> EXCERPT PROVIDED
Junger made five trips into the Korengal Valley over the course of a year.  He writes this about the valley:

The Korengal Valley is sort of the Afghanistan of Afghanistan: too remote to conquer, too poor to intimidate, too autonomous to buy off.  The Soviets never made it past the mouth of the valley and the Taliban didn’t dare go in there at all.

It is a sparsely populated slit of steep mountainsides and draws near Pakistan, and it was the most dangerous posting in Afghanistan.  It is nicknamed the Valley of Death.  The U.S. withdrew all troops from the valley a month before Junger’s book was published, stating a shift in strategy in the larger war effort.

Junger follows several men more than others, but he never delves into one soldier’s character completely.  They are a collective, and they operate as a whole.  He finds that the best fighting men are the worst garrison soldiers.  They’re troublemakers.  In fact the platoon has a tradition of beating all new members, including officers.  They beat guys when they go to and come back from R&R.  The only way you can leave without getting beaten is to be wounded or dead. Speaking of being poor garrison soldiers, one soldier states, “Okay, I got to shine my fucking boots.  Why do I care about shining my goddamn boots?”  But these are the men you want with you in a firefight.

The sheer physical toil of the war is almost unbelievable.  The men tote 80 to 100 pound packs up and down steep slopes.  The rocks shred their clothes. They carve an outpost out of mountainside in the middle of the night.  The outposts are infested with fleas and tarantulas.  And not least of all, they receive enemy fire on almost a daily basis. Junger states that the men reek of ammonia because they have burned all the fat from their bodies and are now burning muscle.

> EXERCISES
**a.** Rewrite the Korengal Valley passage between "The Korengal Valley is" and "larger war effort.", inclusive, switching "Soviets" to "British".
**b.** Proceed with the piece on Junger's Korengal Valley book, picking up right after its last sentence.

> DATA FOR REVIEW
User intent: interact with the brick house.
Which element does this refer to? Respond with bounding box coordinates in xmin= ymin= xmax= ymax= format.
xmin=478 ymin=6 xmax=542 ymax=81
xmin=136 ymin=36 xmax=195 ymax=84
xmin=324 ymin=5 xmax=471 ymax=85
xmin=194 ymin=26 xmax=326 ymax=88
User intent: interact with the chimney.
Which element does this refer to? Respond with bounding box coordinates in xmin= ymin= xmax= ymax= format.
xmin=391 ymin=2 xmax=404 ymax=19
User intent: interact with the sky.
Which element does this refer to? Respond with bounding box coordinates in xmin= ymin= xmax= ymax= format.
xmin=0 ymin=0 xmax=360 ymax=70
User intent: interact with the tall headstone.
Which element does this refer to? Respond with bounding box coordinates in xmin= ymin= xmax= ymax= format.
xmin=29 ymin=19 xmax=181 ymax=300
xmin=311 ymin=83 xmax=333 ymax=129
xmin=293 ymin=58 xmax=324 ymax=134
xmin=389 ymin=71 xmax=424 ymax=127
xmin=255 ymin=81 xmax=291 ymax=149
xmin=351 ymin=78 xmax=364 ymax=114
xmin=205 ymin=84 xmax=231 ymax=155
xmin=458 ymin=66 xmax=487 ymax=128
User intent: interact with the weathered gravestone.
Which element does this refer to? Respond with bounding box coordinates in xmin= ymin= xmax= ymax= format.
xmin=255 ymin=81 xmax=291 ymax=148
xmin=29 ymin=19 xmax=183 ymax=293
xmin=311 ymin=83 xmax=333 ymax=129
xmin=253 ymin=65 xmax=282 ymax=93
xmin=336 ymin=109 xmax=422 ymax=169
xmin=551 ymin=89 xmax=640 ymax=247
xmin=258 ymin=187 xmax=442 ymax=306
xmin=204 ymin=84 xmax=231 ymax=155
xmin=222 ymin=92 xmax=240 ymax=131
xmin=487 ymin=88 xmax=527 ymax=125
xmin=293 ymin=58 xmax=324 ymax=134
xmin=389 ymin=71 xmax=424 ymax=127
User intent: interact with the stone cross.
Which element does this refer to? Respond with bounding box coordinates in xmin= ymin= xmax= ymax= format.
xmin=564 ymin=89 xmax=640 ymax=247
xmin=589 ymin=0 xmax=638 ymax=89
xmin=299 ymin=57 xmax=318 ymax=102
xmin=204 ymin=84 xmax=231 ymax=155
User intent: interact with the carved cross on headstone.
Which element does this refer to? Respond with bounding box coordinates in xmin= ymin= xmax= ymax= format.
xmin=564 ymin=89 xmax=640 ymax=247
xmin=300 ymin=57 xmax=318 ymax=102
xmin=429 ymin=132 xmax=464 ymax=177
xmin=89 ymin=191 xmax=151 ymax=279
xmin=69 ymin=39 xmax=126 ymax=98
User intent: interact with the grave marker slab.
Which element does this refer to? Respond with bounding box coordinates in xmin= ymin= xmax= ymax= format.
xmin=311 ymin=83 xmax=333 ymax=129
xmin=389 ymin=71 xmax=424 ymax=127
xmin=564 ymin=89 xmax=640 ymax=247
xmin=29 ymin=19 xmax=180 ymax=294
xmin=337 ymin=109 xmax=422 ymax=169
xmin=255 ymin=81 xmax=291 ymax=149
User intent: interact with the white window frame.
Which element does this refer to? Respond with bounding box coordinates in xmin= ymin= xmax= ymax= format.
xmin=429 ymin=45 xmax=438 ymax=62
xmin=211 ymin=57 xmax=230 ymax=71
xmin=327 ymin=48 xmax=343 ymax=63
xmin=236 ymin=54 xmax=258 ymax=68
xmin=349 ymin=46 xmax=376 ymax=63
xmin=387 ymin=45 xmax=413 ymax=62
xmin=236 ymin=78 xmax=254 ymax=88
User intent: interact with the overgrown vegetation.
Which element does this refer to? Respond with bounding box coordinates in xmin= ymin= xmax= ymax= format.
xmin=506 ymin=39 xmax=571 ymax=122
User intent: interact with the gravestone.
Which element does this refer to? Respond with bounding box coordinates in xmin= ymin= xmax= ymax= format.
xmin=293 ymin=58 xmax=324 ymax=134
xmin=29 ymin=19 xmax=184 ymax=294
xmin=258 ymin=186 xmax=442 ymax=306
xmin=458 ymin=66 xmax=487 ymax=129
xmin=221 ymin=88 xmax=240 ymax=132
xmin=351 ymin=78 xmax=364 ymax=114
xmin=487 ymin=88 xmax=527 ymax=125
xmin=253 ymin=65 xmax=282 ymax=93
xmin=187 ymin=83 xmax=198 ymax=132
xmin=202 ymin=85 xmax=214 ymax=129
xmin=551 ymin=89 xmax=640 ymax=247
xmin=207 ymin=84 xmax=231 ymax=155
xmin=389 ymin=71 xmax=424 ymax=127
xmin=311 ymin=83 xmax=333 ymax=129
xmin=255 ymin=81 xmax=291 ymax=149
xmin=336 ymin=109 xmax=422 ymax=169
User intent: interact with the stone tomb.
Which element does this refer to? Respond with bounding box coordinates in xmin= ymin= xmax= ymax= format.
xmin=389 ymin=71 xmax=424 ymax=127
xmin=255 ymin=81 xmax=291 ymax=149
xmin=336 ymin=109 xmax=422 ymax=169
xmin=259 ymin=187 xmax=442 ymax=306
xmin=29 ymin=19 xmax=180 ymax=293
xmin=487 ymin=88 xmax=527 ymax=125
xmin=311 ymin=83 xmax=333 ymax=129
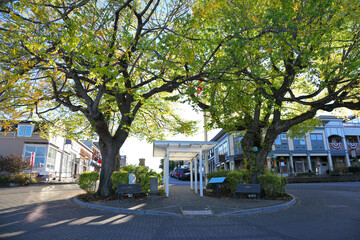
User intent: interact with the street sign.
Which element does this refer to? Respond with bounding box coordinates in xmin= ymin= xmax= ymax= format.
xmin=30 ymin=152 xmax=35 ymax=166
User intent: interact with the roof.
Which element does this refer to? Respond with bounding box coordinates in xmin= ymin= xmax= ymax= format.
xmin=153 ymin=141 xmax=217 ymax=161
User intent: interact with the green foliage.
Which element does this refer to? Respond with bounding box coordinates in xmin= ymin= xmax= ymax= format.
xmin=79 ymin=172 xmax=99 ymax=193
xmin=258 ymin=174 xmax=287 ymax=197
xmin=186 ymin=0 xmax=360 ymax=174
xmin=111 ymin=170 xmax=129 ymax=193
xmin=225 ymin=170 xmax=245 ymax=193
xmin=0 ymin=154 xmax=30 ymax=173
xmin=111 ymin=165 xmax=161 ymax=192
xmin=296 ymin=172 xmax=316 ymax=177
xmin=206 ymin=170 xmax=245 ymax=193
xmin=286 ymin=118 xmax=324 ymax=139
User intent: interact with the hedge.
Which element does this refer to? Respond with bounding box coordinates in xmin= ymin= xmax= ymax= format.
xmin=206 ymin=170 xmax=246 ymax=193
xmin=111 ymin=165 xmax=161 ymax=193
xmin=79 ymin=172 xmax=99 ymax=193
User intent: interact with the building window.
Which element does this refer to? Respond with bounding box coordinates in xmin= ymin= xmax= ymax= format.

> RESPONSES PER TASK
**a.**
The Korengal Valley is sort of the Afghanistan of Afghanistan: too remote to conquer, too poor to intimidate, too autonomous to buy off.  The British never made it past the mouth of the valley and the Taliban didn’t dare go in there at all.

It is a sparsely populated slit of steep mountainsides and draws near Pakistan, and it was the most dangerous posting in Afghanistan.  It is nicknamed the Valley of Death.  The U.S. withdrew all troops from the valley a month before Junger’s book was published, stating a shift in strategy in the larger war effort.

**b.**
The only thing worse than the physicality of the war is the psychological strain.  One soldier compares the rush of adrenaline from a firefight to crack, and many of the mean don’t know how they will handle returning to the States.  Junger writes:

The attention to detail at a base like Restrepo forced a kind of clarity on absolutely everything a soldier did until I came to think of it as a kind of Zen practice: the Zen of not fucking up.  It required a high mindfulness because potentially everything had consequences.

Of course the war in Afghanistan has its own peculiarities, but it is still war.  It shares what all wars have in common. When one of the men discusses signing back up after his tour despite all of the terror and violence he has experienced, Junger writes:

War is a big and sprawling word that brings a lot of human suffering into the conversation, but combat is a different matter.  Combat is the smaller game that young men fall in love with, and any solution to the human problem of war will have to take into account the psyches of these young men.  For some reason there is a profound and mysterious gratification to the reciprocal agreement to protect another person with your life, and combat is virtually the only situation in which that happens regularly.  These hillsides of loose shale and holly trees are where the men feel not most alive- that you can get skydiving- but the most utilized.  The most necessary.  The most clear and certain and purposeful.  If young men could get that feeling at home, no one would ever want to go to war again, but they can’t.

Sebastian Junger and photographer Tim Hetherington filmed a Sundance award-winning documentary about their experiences with Battle Company in the Korengal Valley.  The film is name Restrepo, after the base carved in the mountainside.  The base was named after a medic who was killed.